━━━ TASK INPUT ━━━

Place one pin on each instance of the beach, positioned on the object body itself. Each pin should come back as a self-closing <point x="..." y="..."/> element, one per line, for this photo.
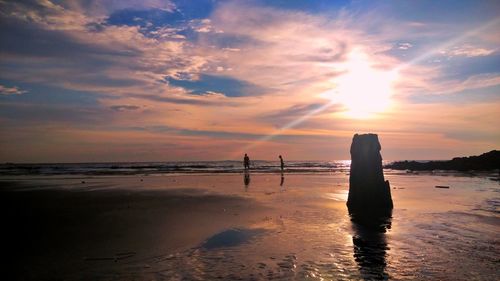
<point x="220" y="226"/>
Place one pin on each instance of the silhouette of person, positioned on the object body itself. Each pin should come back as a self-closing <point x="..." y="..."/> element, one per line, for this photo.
<point x="246" y="179"/>
<point x="282" y="163"/>
<point x="246" y="162"/>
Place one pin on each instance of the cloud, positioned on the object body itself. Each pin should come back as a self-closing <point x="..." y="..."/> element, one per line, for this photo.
<point x="404" y="46"/>
<point x="468" y="51"/>
<point x="7" y="91"/>
<point x="124" y="107"/>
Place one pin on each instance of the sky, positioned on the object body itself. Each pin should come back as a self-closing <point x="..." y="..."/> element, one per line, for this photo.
<point x="155" y="80"/>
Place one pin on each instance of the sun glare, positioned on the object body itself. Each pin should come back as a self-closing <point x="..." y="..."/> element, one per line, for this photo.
<point x="363" y="90"/>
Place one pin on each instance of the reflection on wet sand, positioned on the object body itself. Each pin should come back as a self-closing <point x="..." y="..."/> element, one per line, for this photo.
<point x="370" y="243"/>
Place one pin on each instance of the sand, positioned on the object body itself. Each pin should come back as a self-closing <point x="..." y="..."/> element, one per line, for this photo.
<point x="205" y="227"/>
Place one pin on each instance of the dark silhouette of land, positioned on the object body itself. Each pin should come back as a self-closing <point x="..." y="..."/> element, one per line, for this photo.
<point x="486" y="161"/>
<point x="368" y="191"/>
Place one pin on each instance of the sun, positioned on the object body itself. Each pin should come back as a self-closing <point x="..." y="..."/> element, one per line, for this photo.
<point x="362" y="90"/>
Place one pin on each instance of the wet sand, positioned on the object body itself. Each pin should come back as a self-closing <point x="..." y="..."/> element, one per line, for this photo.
<point x="206" y="227"/>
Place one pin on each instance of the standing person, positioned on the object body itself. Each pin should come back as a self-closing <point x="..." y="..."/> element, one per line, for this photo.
<point x="282" y="164"/>
<point x="246" y="162"/>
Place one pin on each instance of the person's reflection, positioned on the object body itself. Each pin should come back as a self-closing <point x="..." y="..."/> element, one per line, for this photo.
<point x="370" y="243"/>
<point x="246" y="179"/>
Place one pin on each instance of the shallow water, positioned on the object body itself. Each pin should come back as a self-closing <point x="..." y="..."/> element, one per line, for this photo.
<point x="307" y="234"/>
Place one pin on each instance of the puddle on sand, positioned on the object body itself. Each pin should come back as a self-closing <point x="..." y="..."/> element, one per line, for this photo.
<point x="231" y="238"/>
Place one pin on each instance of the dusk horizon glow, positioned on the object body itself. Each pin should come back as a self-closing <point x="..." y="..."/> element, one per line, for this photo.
<point x="125" y="81"/>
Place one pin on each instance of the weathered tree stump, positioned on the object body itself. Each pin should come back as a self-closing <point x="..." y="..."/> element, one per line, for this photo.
<point x="368" y="191"/>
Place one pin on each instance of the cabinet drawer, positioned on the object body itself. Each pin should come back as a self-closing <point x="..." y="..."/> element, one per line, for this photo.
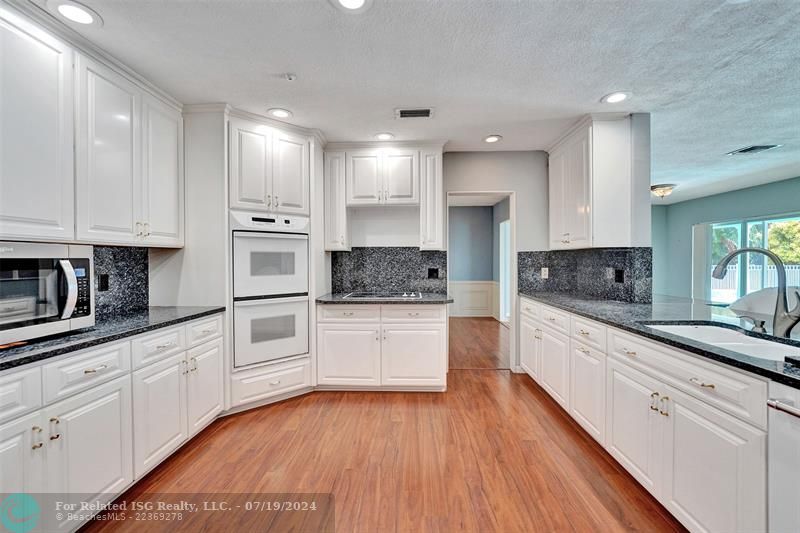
<point x="204" y="330"/>
<point x="348" y="313"/>
<point x="20" y="392"/>
<point x="413" y="313"/>
<point x="589" y="333"/>
<point x="558" y="320"/>
<point x="530" y="308"/>
<point x="262" y="383"/>
<point x="157" y="346"/>
<point x="85" y="370"/>
<point x="738" y="394"/>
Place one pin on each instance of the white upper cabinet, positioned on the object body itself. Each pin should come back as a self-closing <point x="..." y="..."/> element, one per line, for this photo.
<point x="269" y="169"/>
<point x="382" y="176"/>
<point x="108" y="155"/>
<point x="162" y="174"/>
<point x="599" y="175"/>
<point x="431" y="203"/>
<point x="336" y="234"/>
<point x="36" y="133"/>
<point x="290" y="175"/>
<point x="364" y="179"/>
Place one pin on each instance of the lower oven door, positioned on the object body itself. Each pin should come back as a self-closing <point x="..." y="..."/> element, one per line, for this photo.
<point x="269" y="329"/>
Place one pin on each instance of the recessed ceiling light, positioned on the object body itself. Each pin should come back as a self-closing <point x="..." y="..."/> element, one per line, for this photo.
<point x="279" y="112"/>
<point x="352" y="6"/>
<point x="75" y="12"/>
<point x="663" y="189"/>
<point x="614" y="98"/>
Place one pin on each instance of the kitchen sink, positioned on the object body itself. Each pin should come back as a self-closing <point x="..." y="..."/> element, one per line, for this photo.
<point x="383" y="295"/>
<point x="732" y="340"/>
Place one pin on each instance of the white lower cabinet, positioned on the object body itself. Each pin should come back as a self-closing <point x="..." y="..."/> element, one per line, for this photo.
<point x="411" y="355"/>
<point x="349" y="355"/>
<point x="554" y="374"/>
<point x="587" y="389"/>
<point x="159" y="388"/>
<point x="714" y="472"/>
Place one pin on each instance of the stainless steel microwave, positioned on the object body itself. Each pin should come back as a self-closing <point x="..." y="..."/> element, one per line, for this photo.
<point x="45" y="289"/>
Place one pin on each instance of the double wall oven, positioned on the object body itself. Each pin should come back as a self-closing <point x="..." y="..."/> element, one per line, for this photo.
<point x="270" y="287"/>
<point x="45" y="289"/>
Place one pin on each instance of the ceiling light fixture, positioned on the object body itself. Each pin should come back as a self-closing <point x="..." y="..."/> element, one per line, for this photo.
<point x="615" y="97"/>
<point x="663" y="189"/>
<point x="352" y="6"/>
<point x="75" y="12"/>
<point x="279" y="112"/>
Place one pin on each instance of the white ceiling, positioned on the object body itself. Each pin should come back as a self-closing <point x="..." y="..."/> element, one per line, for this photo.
<point x="716" y="75"/>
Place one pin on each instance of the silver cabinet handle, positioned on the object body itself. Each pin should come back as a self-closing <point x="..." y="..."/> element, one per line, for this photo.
<point x="703" y="384"/>
<point x="654" y="401"/>
<point x="95" y="369"/>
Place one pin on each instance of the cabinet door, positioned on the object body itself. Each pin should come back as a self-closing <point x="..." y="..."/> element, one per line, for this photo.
<point x="554" y="360"/>
<point x="250" y="165"/>
<point x="205" y="384"/>
<point x="530" y="347"/>
<point x="349" y="355"/>
<point x="714" y="467"/>
<point x="634" y="425"/>
<point x="22" y="451"/>
<point x="108" y="156"/>
<point x="290" y="179"/>
<point x="89" y="447"/>
<point x="159" y="411"/>
<point x="588" y="389"/>
<point x="431" y="202"/>
<point x="363" y="176"/>
<point x="162" y="174"/>
<point x="578" y="192"/>
<point x="556" y="176"/>
<point x="400" y="170"/>
<point x="414" y="355"/>
<point x="336" y="234"/>
<point x="36" y="133"/>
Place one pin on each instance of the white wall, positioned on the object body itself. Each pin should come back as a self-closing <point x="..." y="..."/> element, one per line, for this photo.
<point x="524" y="173"/>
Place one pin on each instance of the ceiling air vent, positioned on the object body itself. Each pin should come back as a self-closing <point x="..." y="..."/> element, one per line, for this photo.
<point x="417" y="112"/>
<point x="756" y="148"/>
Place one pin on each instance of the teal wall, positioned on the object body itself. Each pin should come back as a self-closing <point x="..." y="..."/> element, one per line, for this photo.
<point x="672" y="227"/>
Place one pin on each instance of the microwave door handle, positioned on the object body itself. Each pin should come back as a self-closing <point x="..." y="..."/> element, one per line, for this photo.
<point x="72" y="288"/>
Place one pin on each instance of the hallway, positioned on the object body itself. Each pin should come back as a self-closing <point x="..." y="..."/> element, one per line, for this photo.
<point x="478" y="343"/>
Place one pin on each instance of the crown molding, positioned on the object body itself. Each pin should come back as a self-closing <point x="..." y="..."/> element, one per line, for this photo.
<point x="39" y="15"/>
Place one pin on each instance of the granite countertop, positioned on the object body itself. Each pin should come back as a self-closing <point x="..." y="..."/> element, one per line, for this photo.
<point x="106" y="330"/>
<point x="633" y="317"/>
<point x="429" y="298"/>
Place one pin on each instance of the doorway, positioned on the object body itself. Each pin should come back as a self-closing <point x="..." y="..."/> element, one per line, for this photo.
<point x="481" y="280"/>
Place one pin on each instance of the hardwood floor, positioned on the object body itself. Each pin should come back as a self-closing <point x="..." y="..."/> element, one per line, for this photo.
<point x="493" y="453"/>
<point x="478" y="343"/>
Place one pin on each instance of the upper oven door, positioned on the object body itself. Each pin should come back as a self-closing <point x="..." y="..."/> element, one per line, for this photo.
<point x="269" y="264"/>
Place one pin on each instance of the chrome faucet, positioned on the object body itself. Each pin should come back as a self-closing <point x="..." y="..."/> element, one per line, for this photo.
<point x="783" y="320"/>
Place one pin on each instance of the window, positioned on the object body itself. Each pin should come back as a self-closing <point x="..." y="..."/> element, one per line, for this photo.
<point x="753" y="272"/>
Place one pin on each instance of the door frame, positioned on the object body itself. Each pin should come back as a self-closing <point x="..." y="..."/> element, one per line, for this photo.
<point x="513" y="324"/>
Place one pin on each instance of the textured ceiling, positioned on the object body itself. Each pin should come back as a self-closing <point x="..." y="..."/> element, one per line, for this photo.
<point x="716" y="75"/>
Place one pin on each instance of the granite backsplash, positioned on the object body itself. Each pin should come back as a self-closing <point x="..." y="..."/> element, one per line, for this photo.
<point x="128" y="280"/>
<point x="620" y="274"/>
<point x="389" y="269"/>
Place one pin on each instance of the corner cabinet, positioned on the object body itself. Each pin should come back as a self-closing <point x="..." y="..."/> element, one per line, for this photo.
<point x="269" y="168"/>
<point x="36" y="152"/>
<point x="599" y="183"/>
<point x="370" y="175"/>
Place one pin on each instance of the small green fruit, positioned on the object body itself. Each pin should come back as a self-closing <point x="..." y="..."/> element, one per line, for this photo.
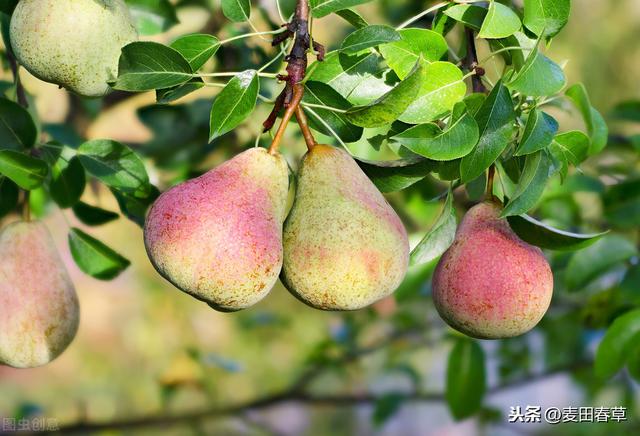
<point x="39" y="310"/>
<point x="344" y="246"/>
<point x="219" y="237"/>
<point x="72" y="43"/>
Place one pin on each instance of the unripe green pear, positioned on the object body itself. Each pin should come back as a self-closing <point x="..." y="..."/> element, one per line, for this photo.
<point x="219" y="237"/>
<point x="490" y="284"/>
<point x="39" y="311"/>
<point x="344" y="246"/>
<point x="72" y="43"/>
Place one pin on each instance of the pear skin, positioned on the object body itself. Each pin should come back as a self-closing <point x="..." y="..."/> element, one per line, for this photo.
<point x="344" y="246"/>
<point x="219" y="237"/>
<point x="39" y="312"/>
<point x="490" y="284"/>
<point x="72" y="43"/>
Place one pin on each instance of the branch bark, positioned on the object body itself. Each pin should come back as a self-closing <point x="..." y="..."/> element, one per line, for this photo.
<point x="297" y="63"/>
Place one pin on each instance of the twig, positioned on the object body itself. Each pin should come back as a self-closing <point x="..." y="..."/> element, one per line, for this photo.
<point x="304" y="127"/>
<point x="292" y="396"/>
<point x="471" y="62"/>
<point x="297" y="63"/>
<point x="21" y="95"/>
<point x="490" y="179"/>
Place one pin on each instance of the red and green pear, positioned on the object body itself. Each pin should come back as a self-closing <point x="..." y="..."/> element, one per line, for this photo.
<point x="219" y="237"/>
<point x="490" y="284"/>
<point x="344" y="246"/>
<point x="39" y="311"/>
<point x="72" y="43"/>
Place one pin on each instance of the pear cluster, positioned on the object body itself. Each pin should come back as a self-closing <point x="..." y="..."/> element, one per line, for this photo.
<point x="73" y="43"/>
<point x="39" y="310"/>
<point x="490" y="284"/>
<point x="224" y="237"/>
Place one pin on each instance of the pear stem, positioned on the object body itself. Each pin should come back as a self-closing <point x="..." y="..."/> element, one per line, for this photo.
<point x="304" y="127"/>
<point x="490" y="180"/>
<point x="471" y="62"/>
<point x="297" y="63"/>
<point x="298" y="93"/>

━━━

- GIVEN TASK: Print exactly the lines above, starting at the line that contains "Place one pin on each instance of the red" and ending with the last line of the records, both included.

- FULL OUTPUT:
Place one pin on each instance of the red and green pear, positioned on the object body itself. Each pin should come back as a self-closing <point x="..." y="..."/> element, one per line, for this photo.
<point x="219" y="237"/>
<point x="490" y="284"/>
<point x="344" y="246"/>
<point x="39" y="311"/>
<point x="72" y="43"/>
Place one pin on each instance of the pear cluster, positioned on the object body itself. Each pin should come back as a self-closing <point x="..." y="..."/> element, one per line, for this photo.
<point x="73" y="43"/>
<point x="39" y="310"/>
<point x="490" y="284"/>
<point x="224" y="237"/>
Place one pin on each instance of the pear stem, positioned on the object body itself. Each pin should come back as a self-closing <point x="..." y="..."/> element, one per line, for this photo.
<point x="304" y="127"/>
<point x="490" y="180"/>
<point x="471" y="62"/>
<point x="297" y="63"/>
<point x="298" y="93"/>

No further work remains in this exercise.